## [Work to complete]
Give every line of the data again, unchanged, but with no pictures.

## [Task material]
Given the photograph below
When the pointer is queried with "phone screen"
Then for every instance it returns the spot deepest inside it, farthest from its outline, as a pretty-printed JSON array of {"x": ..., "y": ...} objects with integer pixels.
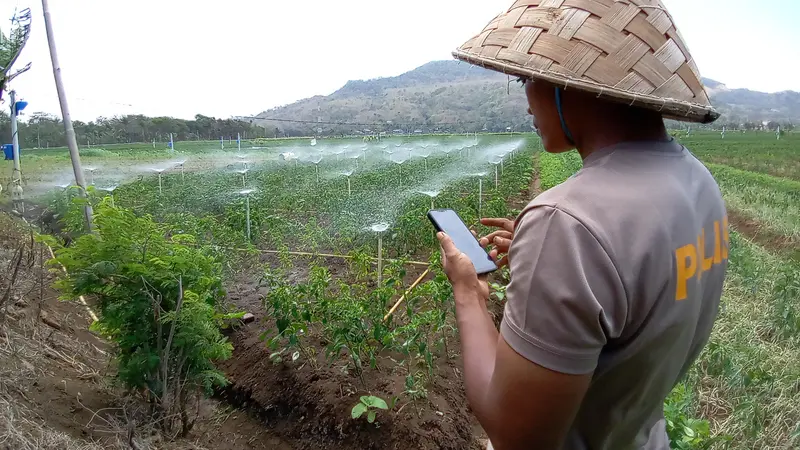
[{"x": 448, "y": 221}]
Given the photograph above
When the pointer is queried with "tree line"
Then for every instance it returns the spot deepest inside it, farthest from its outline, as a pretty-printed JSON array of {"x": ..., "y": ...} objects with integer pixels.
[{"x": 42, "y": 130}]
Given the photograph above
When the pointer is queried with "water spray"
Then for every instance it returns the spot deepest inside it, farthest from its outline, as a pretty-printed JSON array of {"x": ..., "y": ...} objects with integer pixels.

## [Written answer]
Given the photograph below
When the pointer is queried with "phone screen"
Then for every instance it returns the spot deepest inside it, farthest from its outline, as a pretty-printed JSON array of {"x": ..., "y": ...} objects with integer pixels.
[{"x": 448, "y": 221}]
Given the photograph above
When the pointer is queried with "tree line"
Then for every instance it returns the spot deepest inside it, farthest from its outline, as a pretty-printed JSON array of {"x": ..., "y": ...} objects with integer pixels.
[{"x": 42, "y": 130}]
Given the photograph above
When the pointer is queried with "water spray"
Then for every instance it returns the spot deepest inside it, farthest from its outline, as a pretty-printed JSON array of {"x": ..., "y": ...} objects with integer pixels.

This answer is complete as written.